→ Text provided:
*** Begin section ***

The diary of Saint Faustina says:
"(...) when Mass began, a strange silence and joy filled my heart. Just then, I saw Our Lady with the Infant Jesus, and the Holy Old Man [St. Joseph] standing behind them. The most holy Mother said to me, Take My Dearest Treasure, and She handed me the Infant Jesus. When I took the Infant Jesus in my arms, the Mother of God and Saint Joseph disappeared. I was left alone with the Infant Jesus. 609 I said to Him, “I know that You are my Lord and Creator even though You are so tiny.” Jesus stretched His little arms out to me and looked at me with a smile. My spirit was filled with incomparable joy." (Divine Mercy in my soul, 608)
I fell asleep with this good feeling, imagining the baby Jesus in my arms. What audacity on my part, but it was so good to think of that...
The following Sunday (March 27, 2022), it was my day to help at the entrance of our parish, to distribute the mass booklet to the parishioners. I arrived a little earlier, as requested.

*** End section ***

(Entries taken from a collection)
*** Begin section ***

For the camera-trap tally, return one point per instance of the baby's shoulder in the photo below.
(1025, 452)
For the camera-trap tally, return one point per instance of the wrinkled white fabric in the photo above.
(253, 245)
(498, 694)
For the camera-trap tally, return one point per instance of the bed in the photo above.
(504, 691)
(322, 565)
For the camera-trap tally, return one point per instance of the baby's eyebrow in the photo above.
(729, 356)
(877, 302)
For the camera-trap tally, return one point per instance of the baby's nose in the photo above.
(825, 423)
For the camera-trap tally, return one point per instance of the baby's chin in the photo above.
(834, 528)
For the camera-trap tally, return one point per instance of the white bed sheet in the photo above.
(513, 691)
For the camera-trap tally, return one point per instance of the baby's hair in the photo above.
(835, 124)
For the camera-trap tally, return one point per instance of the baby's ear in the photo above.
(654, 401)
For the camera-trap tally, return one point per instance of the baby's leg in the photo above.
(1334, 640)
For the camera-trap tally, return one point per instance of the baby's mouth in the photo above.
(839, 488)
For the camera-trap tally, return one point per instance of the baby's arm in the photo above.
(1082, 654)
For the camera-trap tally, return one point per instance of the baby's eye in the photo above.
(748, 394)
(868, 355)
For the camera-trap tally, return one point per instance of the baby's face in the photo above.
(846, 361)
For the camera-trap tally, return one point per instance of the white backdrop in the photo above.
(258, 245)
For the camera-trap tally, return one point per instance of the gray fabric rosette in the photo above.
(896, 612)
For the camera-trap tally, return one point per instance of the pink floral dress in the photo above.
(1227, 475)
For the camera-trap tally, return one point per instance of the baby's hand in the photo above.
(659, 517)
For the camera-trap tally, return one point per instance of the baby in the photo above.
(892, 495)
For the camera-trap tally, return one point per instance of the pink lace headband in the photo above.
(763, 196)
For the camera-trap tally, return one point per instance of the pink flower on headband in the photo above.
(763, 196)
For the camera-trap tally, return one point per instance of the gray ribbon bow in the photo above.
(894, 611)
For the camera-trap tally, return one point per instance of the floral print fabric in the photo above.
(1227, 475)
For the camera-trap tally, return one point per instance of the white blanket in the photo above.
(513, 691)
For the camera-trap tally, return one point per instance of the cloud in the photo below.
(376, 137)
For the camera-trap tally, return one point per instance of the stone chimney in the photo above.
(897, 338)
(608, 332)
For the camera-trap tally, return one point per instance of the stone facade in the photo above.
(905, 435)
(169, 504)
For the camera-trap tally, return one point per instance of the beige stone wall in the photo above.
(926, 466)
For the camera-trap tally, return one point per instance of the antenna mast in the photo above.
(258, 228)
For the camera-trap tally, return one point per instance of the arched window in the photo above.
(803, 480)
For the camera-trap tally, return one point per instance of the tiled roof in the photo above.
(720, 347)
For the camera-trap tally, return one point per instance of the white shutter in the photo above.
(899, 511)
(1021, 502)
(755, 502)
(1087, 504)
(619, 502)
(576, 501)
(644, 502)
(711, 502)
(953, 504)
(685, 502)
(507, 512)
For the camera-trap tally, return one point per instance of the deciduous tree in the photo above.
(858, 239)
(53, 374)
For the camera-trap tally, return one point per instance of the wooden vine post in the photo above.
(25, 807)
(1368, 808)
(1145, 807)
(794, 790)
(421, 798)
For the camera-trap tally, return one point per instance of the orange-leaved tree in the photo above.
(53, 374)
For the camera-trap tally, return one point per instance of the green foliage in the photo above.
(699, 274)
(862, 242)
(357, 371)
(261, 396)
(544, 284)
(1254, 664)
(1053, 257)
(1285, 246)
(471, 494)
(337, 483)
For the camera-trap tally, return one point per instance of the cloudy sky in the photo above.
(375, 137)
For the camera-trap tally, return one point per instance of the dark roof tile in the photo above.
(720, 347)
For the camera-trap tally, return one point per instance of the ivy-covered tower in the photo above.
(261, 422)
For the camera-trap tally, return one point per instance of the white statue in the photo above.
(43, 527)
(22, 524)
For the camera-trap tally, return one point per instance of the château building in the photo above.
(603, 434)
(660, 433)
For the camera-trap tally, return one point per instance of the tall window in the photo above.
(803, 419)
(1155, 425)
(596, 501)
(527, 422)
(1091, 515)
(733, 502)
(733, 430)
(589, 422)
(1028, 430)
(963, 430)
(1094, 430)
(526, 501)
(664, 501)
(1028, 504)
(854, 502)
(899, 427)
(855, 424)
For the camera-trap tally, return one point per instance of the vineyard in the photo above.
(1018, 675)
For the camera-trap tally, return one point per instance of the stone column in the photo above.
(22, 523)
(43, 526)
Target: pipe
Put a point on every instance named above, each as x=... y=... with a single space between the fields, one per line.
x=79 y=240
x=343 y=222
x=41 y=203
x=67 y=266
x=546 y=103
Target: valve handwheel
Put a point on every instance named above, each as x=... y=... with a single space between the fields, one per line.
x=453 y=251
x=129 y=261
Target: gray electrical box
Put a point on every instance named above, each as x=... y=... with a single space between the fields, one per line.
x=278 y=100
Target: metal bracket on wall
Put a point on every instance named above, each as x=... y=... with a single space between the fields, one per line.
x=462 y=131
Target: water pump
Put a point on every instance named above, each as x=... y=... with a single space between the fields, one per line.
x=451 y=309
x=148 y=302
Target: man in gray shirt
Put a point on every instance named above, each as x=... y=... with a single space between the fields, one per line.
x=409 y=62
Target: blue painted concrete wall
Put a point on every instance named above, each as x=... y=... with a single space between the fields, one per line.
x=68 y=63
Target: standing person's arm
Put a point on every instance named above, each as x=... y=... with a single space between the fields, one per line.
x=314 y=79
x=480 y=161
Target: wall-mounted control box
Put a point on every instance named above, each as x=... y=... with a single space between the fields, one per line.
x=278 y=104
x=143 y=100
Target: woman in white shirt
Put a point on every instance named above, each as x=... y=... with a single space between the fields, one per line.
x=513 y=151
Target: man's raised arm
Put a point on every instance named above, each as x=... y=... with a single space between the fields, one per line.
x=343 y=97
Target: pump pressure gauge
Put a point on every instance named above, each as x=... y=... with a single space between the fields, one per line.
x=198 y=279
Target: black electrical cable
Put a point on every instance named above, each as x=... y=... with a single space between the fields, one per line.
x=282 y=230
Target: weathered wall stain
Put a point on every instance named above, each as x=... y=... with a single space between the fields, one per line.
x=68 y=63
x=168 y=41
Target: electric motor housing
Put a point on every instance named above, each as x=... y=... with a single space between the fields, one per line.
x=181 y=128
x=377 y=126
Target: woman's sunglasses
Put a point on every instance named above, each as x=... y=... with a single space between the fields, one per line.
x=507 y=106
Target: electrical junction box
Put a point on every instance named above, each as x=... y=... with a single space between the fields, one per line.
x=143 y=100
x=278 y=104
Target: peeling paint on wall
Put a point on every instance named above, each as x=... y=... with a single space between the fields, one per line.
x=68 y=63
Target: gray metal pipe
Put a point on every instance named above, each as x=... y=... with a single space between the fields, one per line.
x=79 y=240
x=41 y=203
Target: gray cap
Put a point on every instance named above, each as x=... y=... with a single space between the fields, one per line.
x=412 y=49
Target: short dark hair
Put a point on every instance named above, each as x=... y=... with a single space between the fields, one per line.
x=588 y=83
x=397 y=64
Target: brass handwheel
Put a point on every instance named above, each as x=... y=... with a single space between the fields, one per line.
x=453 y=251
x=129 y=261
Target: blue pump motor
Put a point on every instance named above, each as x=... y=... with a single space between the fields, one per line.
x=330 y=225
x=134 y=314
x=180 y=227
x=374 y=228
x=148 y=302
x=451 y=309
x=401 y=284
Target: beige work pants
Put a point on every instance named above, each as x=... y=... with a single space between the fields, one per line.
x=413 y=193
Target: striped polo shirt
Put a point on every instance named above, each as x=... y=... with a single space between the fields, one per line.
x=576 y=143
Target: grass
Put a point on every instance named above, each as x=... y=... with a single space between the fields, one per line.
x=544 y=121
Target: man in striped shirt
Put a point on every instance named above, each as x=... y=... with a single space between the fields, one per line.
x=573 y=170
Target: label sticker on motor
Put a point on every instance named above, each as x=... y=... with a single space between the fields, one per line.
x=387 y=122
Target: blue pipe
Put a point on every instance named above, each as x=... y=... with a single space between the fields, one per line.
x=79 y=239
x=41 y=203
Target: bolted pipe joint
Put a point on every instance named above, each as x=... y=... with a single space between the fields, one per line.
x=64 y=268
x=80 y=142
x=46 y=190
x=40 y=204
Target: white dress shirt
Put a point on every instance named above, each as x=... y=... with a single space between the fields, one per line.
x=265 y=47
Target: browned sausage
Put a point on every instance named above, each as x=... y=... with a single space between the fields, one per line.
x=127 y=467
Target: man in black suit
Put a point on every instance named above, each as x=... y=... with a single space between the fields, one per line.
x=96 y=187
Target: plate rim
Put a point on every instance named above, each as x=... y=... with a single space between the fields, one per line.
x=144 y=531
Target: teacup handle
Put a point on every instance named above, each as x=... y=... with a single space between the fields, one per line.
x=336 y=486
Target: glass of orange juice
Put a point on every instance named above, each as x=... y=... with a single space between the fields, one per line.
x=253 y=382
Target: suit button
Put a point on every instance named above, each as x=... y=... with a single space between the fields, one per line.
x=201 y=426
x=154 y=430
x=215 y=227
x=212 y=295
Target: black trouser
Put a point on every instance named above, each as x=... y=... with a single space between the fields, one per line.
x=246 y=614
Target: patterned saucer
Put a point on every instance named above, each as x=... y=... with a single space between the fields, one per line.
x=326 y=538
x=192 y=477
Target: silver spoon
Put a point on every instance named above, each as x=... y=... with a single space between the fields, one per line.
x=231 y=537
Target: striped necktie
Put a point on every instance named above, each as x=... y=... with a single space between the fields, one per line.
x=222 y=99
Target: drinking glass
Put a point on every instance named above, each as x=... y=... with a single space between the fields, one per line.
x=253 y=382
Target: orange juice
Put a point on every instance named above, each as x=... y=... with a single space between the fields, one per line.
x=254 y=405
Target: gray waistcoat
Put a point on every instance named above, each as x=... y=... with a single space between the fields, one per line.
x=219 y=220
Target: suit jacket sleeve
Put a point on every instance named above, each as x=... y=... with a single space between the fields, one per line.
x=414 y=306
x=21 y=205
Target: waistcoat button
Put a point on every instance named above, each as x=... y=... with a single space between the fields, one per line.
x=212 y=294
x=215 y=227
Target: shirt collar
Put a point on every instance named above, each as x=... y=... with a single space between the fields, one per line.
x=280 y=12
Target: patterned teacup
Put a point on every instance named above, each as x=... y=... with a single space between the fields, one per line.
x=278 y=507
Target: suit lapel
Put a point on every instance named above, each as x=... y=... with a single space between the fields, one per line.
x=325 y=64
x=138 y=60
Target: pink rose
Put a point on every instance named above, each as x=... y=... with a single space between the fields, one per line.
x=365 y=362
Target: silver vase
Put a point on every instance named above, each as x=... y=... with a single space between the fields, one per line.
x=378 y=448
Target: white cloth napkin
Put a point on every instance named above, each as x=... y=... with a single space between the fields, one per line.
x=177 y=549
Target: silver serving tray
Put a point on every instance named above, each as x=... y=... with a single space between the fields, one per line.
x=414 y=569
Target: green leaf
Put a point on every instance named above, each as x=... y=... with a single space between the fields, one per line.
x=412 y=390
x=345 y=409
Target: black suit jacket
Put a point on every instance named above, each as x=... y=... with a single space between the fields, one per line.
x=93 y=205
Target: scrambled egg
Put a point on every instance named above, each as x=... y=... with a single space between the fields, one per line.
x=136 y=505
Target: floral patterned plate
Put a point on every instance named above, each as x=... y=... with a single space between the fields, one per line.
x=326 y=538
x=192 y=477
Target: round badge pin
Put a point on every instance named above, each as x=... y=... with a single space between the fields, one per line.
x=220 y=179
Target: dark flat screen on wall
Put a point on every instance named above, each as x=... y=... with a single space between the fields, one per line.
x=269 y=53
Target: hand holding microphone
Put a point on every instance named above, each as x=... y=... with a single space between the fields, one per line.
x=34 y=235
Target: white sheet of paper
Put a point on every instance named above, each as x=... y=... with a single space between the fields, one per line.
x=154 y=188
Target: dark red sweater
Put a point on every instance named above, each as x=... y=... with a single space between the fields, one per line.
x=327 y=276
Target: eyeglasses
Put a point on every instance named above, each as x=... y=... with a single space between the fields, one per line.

*** End section ***

→ Set of tasks:
1. In the Saint Faustina text, rewrite everything from "The following Sunday" down to "earlier, as requested.", substituting "leaflet" for "booklet".
2. In the Saint Faustina text, what was the date of the Sunday when the writer helped at the parish entrance?

→ Solutions to the tasks:
1.
The following Sunday (March 27, 2022), it was my day to help at the entrance of our parish, to distribute the mass leaflet to the parishioners. I arrived a little earlier, as requested.

2. March 27, 2022